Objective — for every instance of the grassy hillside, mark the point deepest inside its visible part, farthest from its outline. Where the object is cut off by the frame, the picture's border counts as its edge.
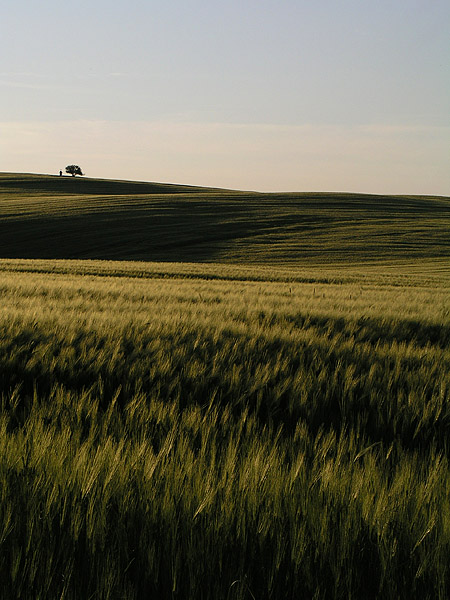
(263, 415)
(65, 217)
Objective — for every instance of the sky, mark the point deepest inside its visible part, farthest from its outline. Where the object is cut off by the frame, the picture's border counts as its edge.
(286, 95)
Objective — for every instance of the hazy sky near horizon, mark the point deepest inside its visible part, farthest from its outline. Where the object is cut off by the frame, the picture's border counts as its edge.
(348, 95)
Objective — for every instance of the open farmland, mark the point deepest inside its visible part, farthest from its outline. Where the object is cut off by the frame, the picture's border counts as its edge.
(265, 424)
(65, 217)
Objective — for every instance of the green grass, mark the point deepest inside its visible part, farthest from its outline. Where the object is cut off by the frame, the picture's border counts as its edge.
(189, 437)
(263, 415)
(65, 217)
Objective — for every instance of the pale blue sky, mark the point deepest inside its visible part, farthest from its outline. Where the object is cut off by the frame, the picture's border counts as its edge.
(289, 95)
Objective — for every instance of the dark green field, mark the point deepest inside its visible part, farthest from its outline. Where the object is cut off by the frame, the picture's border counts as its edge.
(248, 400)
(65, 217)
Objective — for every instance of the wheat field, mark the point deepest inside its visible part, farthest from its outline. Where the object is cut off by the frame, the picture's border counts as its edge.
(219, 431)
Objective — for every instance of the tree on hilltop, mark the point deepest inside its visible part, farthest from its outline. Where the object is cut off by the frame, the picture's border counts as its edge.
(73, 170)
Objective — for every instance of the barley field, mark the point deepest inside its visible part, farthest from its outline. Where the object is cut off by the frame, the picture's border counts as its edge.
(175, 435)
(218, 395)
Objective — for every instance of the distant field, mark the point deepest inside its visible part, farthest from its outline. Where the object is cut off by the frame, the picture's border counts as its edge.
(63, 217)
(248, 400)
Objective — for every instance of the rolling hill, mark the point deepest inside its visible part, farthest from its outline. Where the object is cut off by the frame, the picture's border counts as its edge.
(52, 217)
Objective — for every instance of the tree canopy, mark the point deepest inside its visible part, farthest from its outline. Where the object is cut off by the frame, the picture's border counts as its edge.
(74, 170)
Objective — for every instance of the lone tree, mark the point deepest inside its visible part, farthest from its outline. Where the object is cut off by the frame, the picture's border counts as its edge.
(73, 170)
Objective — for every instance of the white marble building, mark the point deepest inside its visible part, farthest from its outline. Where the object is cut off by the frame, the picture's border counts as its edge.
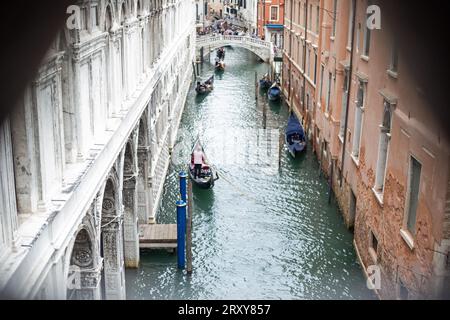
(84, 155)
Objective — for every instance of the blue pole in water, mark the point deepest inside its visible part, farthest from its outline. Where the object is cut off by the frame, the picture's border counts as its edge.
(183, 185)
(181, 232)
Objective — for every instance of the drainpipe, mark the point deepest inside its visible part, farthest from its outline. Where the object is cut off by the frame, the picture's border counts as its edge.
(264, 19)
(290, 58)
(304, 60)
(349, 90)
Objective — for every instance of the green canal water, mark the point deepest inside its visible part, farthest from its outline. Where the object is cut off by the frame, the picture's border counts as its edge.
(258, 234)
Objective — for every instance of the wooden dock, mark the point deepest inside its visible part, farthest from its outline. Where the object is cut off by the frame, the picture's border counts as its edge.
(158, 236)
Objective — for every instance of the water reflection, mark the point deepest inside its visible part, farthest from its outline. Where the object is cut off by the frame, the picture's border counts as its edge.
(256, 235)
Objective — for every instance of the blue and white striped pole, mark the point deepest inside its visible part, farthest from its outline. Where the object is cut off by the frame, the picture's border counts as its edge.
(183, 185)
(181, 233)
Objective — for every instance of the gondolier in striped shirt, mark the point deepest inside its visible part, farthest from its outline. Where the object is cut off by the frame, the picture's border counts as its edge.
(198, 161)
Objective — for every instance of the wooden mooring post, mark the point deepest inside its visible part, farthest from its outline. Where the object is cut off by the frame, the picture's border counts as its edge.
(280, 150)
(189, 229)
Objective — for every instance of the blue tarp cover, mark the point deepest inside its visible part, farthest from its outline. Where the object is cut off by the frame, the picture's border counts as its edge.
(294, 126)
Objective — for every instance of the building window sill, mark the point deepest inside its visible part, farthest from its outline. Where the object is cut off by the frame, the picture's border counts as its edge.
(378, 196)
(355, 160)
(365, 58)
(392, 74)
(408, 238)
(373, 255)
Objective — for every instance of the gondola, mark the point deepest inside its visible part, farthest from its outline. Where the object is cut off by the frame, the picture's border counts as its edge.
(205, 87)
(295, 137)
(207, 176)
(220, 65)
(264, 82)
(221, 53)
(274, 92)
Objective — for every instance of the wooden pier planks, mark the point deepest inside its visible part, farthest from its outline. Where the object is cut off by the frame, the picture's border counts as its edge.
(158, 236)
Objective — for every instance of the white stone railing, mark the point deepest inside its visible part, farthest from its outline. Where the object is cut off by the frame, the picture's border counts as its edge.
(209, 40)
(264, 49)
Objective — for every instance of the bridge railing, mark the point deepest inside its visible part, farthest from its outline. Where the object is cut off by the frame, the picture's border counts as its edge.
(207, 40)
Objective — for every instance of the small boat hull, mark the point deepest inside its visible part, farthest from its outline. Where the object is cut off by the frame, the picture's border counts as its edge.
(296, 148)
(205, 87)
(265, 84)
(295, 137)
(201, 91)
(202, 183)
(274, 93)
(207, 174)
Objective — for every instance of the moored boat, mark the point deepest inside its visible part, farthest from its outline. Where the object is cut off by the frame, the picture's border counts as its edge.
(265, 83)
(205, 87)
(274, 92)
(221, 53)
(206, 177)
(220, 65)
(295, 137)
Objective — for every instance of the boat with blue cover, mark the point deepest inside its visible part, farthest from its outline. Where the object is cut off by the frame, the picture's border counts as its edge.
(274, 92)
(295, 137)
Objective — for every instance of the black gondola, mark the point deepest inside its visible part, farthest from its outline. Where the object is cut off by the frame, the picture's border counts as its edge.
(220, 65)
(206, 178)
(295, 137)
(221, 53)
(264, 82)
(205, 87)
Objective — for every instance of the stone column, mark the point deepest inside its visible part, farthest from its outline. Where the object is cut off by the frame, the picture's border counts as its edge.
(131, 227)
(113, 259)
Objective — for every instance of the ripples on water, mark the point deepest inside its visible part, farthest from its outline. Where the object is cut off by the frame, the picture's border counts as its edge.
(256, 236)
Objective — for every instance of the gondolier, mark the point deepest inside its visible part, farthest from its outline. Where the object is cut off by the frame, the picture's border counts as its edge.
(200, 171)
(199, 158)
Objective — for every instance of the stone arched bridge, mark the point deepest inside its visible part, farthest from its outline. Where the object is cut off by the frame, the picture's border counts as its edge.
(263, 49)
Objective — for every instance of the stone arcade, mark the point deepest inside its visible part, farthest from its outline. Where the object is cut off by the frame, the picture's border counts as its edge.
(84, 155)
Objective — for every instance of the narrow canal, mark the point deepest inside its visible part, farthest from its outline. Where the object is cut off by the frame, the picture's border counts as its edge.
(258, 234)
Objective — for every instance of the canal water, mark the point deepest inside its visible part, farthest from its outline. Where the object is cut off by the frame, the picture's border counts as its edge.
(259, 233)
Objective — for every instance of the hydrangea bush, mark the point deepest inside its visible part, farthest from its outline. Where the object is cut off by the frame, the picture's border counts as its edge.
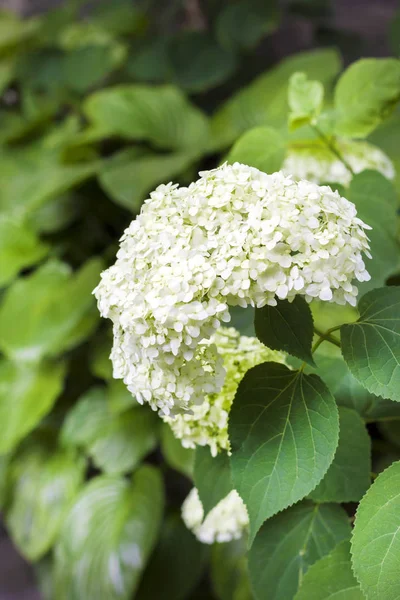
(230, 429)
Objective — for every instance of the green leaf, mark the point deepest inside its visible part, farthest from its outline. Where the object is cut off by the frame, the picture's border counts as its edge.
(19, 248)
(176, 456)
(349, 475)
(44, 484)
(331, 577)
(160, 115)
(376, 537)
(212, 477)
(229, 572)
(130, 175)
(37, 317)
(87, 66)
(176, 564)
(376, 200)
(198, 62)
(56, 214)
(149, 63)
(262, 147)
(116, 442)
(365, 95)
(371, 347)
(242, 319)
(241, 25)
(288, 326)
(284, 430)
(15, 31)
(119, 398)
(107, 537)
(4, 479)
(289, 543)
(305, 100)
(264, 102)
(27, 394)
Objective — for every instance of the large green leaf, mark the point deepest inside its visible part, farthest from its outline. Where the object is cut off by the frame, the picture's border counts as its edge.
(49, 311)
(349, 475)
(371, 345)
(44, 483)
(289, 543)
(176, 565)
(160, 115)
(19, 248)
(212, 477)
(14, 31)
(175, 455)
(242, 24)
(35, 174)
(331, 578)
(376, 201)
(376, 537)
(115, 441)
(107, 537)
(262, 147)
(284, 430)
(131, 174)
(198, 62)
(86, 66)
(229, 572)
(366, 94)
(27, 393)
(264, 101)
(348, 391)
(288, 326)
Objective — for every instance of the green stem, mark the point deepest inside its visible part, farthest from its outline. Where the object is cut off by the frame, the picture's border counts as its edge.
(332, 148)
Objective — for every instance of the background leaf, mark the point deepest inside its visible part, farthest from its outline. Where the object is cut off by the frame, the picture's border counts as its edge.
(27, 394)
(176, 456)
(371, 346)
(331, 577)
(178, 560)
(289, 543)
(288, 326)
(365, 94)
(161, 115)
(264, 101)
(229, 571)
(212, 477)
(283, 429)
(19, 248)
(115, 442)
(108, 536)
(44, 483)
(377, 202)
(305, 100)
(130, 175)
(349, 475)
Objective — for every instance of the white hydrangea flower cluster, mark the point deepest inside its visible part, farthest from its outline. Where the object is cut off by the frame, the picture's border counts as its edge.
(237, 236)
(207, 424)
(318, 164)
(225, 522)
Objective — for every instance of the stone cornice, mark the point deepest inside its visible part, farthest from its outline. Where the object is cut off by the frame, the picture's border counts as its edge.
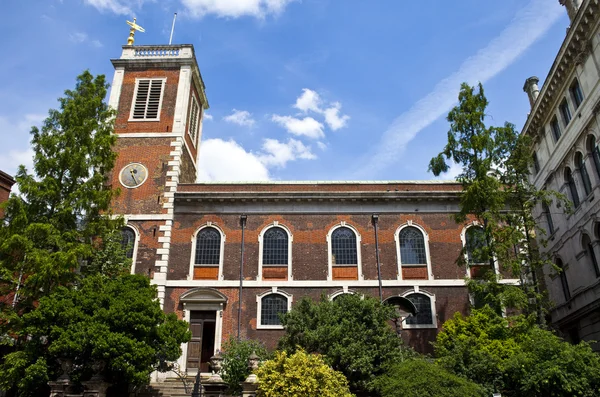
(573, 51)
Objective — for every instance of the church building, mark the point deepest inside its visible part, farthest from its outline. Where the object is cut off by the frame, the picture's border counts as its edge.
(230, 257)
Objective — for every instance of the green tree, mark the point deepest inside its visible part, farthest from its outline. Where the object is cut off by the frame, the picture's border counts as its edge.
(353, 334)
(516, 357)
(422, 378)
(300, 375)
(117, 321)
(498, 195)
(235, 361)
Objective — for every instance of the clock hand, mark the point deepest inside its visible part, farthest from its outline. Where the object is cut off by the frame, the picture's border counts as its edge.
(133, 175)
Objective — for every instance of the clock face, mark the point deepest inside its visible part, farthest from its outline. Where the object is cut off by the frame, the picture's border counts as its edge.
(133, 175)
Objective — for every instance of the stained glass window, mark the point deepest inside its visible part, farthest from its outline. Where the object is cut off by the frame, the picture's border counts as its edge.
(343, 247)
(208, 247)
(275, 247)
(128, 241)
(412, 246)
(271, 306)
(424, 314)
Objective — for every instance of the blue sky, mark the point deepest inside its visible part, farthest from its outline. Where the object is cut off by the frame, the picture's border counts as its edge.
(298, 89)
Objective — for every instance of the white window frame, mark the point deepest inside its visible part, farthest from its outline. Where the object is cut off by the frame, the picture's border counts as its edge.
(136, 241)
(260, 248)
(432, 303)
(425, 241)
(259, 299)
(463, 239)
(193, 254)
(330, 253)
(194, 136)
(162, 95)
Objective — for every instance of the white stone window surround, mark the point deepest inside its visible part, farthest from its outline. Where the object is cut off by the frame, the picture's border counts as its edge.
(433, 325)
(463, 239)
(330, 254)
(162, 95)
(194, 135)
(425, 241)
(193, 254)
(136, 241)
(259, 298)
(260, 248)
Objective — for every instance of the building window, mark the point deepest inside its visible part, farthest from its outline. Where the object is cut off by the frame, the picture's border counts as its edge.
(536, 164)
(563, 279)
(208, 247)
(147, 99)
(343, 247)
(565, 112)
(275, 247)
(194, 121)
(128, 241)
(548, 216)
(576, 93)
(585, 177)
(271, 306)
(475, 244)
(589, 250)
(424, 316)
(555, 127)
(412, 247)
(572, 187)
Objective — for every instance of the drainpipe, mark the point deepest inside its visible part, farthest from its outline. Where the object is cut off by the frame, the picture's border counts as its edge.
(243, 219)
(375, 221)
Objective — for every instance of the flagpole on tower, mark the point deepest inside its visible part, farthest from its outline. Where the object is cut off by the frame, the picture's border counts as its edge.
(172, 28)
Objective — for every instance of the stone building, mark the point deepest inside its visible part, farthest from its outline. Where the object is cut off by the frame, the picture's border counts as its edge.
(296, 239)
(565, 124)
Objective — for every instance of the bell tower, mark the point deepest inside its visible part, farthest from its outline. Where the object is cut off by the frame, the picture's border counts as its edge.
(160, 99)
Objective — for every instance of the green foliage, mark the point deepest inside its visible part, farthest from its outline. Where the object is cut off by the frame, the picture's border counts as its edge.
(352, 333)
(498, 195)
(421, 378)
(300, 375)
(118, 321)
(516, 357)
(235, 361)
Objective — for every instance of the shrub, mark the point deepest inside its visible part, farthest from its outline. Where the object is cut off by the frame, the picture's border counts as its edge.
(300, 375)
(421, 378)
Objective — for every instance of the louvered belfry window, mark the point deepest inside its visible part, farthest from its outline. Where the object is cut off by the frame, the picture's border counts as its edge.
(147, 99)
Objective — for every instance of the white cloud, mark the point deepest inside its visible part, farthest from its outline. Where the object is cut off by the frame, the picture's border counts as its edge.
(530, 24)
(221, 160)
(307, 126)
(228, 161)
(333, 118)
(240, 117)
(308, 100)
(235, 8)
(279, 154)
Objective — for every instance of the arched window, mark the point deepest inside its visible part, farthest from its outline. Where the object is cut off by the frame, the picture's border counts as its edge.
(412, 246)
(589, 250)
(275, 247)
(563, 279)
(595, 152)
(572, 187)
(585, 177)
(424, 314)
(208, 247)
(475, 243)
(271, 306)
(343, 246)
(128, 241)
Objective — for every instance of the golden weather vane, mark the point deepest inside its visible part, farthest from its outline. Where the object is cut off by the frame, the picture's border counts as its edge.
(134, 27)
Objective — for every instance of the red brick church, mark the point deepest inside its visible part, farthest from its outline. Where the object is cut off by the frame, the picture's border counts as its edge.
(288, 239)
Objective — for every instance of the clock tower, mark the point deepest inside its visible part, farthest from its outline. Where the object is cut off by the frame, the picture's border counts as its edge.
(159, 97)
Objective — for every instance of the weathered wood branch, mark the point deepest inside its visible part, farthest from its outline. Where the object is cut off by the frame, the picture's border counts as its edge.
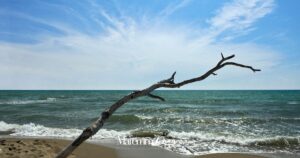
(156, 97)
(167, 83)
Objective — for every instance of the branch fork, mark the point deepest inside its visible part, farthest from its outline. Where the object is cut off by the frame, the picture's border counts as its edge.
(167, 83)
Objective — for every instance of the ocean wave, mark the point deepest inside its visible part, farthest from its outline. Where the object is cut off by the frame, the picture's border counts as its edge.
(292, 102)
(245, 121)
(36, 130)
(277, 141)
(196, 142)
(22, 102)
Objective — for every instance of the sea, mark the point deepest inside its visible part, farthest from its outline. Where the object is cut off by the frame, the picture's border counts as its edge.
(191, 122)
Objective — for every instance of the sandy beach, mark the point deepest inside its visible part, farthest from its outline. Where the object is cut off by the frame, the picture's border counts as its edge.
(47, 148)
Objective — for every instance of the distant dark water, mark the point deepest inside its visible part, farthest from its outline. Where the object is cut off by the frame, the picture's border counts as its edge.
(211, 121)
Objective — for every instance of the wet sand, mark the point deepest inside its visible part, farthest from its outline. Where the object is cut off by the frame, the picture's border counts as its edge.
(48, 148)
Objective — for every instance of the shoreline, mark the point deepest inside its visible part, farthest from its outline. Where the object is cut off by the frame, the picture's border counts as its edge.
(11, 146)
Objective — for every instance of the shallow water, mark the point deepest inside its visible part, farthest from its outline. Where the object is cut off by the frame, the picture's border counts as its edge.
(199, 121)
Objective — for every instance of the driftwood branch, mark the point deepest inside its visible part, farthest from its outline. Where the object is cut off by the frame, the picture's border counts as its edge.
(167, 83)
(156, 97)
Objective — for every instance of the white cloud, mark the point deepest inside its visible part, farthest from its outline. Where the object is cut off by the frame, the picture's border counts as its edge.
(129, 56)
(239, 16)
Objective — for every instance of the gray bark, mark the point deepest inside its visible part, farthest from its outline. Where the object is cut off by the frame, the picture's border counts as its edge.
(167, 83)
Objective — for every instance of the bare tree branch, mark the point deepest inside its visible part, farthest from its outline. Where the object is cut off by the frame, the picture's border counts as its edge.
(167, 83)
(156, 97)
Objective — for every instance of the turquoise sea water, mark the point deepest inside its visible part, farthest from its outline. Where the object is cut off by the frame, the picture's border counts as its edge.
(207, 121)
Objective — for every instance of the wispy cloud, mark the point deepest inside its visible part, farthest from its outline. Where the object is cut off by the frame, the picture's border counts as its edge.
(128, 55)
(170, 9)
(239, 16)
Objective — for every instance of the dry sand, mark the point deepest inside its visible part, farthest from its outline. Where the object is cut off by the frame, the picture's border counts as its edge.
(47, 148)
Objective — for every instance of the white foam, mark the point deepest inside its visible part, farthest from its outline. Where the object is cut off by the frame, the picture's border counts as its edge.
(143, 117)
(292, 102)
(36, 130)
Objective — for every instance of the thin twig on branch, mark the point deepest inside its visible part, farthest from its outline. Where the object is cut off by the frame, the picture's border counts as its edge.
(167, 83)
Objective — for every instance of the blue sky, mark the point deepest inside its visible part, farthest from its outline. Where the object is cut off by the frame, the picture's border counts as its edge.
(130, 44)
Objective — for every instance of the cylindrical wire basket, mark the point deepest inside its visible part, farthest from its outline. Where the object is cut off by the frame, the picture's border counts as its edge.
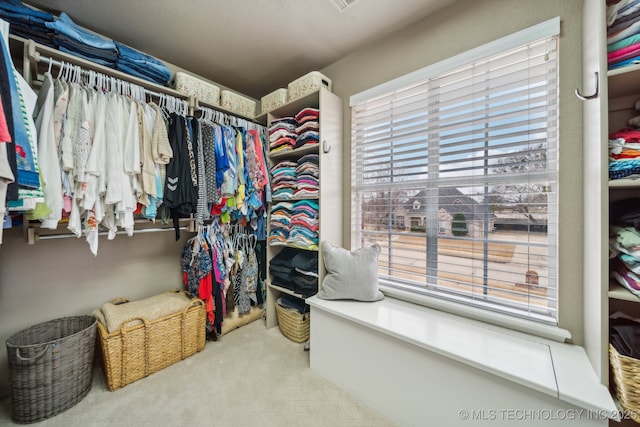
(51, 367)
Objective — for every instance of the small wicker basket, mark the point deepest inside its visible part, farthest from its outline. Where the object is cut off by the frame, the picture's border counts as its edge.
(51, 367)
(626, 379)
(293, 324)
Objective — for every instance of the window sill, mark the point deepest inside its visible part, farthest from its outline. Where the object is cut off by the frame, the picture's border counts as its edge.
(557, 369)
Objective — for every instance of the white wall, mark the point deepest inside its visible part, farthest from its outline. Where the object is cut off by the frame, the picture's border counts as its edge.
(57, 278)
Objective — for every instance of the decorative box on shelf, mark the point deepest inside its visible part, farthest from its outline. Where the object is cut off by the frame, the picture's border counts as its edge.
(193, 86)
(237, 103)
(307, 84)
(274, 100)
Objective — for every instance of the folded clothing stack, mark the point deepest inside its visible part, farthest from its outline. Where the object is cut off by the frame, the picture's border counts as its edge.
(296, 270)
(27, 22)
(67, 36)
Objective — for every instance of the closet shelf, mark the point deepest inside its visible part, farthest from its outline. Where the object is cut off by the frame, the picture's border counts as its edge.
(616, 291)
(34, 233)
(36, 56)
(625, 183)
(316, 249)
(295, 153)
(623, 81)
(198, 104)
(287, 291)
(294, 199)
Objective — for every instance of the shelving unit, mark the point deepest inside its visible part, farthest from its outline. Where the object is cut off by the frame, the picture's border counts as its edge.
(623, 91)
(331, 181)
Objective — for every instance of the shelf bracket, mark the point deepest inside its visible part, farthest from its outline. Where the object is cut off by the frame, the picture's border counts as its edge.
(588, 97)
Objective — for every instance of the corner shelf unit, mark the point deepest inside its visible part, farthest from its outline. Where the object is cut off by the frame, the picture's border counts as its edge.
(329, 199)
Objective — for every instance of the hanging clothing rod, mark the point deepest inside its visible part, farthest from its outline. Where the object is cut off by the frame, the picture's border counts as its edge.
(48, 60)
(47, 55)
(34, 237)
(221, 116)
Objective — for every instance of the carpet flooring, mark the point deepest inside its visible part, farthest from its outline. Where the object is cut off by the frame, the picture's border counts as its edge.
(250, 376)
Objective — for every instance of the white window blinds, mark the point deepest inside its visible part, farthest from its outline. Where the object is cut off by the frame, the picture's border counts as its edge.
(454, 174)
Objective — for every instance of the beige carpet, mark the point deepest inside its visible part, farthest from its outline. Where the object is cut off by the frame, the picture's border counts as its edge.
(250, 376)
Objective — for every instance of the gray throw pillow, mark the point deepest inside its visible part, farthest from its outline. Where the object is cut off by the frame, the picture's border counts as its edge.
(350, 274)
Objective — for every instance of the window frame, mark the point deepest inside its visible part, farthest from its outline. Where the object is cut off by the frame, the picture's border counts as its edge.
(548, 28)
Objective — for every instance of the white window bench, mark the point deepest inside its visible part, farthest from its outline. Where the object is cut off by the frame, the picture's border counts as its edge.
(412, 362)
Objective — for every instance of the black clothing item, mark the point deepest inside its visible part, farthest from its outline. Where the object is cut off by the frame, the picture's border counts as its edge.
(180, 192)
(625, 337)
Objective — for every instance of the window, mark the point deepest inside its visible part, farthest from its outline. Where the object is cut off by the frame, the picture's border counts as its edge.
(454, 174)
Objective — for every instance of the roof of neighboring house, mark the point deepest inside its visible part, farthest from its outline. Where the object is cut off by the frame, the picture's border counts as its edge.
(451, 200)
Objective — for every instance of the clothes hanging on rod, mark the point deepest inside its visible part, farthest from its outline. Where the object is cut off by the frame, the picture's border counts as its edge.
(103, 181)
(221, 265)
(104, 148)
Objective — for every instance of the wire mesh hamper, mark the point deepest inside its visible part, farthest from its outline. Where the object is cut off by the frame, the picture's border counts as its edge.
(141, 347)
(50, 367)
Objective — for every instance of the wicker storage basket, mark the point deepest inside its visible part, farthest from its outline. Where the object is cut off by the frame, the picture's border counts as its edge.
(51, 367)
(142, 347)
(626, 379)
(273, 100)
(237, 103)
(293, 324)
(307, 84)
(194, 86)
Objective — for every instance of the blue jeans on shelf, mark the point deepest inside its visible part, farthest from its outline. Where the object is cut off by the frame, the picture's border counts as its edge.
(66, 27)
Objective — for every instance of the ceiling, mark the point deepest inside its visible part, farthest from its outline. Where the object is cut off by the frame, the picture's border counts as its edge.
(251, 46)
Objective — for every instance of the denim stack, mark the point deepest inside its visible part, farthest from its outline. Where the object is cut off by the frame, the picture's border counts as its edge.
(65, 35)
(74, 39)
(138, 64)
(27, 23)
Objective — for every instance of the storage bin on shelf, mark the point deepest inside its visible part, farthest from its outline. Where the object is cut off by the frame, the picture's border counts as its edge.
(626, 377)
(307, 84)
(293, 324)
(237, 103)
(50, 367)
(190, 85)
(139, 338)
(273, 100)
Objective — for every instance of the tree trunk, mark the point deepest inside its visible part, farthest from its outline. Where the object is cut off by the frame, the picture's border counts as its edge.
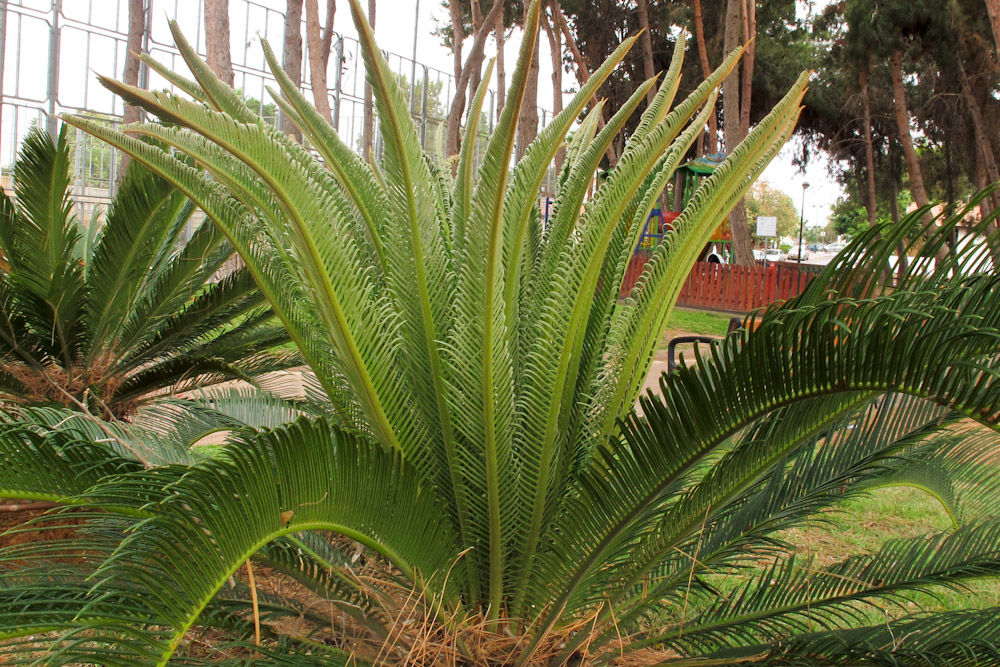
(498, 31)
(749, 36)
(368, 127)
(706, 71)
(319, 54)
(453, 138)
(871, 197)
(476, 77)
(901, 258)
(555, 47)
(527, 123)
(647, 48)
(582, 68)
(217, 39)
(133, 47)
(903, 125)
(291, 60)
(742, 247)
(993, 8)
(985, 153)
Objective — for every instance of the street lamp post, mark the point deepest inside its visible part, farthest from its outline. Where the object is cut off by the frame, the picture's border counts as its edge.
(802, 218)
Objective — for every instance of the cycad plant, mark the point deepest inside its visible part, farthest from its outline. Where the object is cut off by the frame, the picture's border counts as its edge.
══════
Exercise task » Return exactly the lines from the line bearing "Objective — for every instance of the street" to the end of the records, inclusive of both; include no other lines.

The result »
Objective — for every instance of the street lamp post, mark the point deepest inside its visible part, farthest from its outline. Where the object is cut off by the frame, the picture's border counts as its edge.
(802, 218)
Objective — for every instance of the cycad plant, mark the point deepest inside its visible part, farthest from its outline. Where the object is cut off by the frame, the picture's border counts as its edge.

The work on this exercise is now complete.